## SELECTED EXCERPT:
Segment Open
I am off the floor now and writing on my computer. It is the first thing I thought of to do when I got my wits about me. Thank God for my computer and my invisible audience.
So my nervous breakdown was just a little one. I apologized to Pam even though I am still angry with her and her condescension. It is not worth my energy though. I am not going to change her. Now she has another story for her wine o monologues.
On the plus side - after breaking up with Stefano (who will now be referred to as 'the skinny Italian who broke my heart') I decided to start getting serious about finding a husband and go all out on-line. I have smiled at, poked, winked at and messaged about 70 guys in the last four days. One quickly responded from a site called millionairematch.com . He is 32 from Venezuela and currently living in Spain.
His profile reads as follows: i am very sesitive man, i like very mouch dance salsa.
He sounds like the perfect man for me.
He barely speaks English, lives in Spain where he teaches Salsa full time, umm and he has several photos of himself on facebook with no shirt on, in some of them he is exiting the water and covered in little drops, in one of them he has a fan in front of his penis. He has offered to help me get settled in Barcelona, did I mention that I have decided to move there now that the skinny Italian who broke my heart is no longer in the picture? Ok - so he is still in the picture, but now the picture looks like this:
I go to Barcelona in February to start looking for an apartment and to meet some more people in the dance community. My new Latin lover comes to 'help me get settled' and I bring him out to meet the skinny Italian who broke my heart (who is still my friend) and his posse at the beach or some other place where my new Latin lover can take off most of his clothing. The skinny Italian becomes jealous. I have Latin love.
Segment Closed
## REQUIREMENT 1:
In the dating blog post, can you write out the passage starting with "So my nervous" and going on through "wine o monologues."?
## REQUIREMENT 2:
How would you translate this sentence from the dating blog post into Spanish: "He sounds like the perfect man for me."

## LISTED ENTRIES:
Segment Open
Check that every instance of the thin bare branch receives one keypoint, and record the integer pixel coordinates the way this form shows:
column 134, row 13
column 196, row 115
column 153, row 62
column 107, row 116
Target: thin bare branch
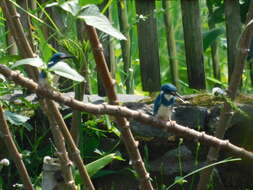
column 16, row 156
Segment Closed
## ANSWER BOX 1:
So my nervous breakdown was just a little one. I apologized to Pam even though I am still angry with her and her condescension. It is not worth my energy though. I am not going to change her. Now she has another story for her wine o monologues.

## ANSWER BOX 2:
Parece el hombre perfecto para mí.